Listed records
= = =
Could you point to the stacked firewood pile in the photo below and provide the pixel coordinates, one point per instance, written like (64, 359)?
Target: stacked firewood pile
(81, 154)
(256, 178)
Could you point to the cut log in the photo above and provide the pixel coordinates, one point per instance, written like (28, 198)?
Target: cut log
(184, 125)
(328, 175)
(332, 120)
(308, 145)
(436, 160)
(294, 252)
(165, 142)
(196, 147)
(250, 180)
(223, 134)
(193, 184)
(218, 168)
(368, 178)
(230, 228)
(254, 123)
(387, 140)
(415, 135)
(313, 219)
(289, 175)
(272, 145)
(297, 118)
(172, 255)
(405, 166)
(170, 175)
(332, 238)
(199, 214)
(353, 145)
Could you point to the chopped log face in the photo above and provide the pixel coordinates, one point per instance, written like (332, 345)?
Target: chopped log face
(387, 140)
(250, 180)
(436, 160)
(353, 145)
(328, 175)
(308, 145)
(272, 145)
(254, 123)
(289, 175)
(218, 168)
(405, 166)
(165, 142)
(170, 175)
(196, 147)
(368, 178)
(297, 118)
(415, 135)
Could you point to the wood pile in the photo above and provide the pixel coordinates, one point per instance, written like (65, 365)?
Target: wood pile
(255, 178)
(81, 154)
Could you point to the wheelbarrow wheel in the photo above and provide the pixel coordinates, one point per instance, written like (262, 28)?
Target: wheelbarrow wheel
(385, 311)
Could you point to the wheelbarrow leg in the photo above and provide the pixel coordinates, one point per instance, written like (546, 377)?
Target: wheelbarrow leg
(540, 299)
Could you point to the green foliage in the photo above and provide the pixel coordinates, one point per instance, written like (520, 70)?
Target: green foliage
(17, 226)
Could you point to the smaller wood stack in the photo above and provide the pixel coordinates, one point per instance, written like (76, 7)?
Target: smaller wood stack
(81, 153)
= = =
What is needed
If a line falls between the first line of the records and the line containing "Could you point to the cut", inclusive, repeat it exactly; leave out all others.

Your response
Could you point to the stacked firewood pile in the photo below and provide the pixel coordinates, one point per instance, written like (64, 359)?
Target: stacked firewood pile
(81, 154)
(256, 178)
Could you point to the cut log in the photo above and provide the pixel coordinates, one point per instance, written like (28, 198)?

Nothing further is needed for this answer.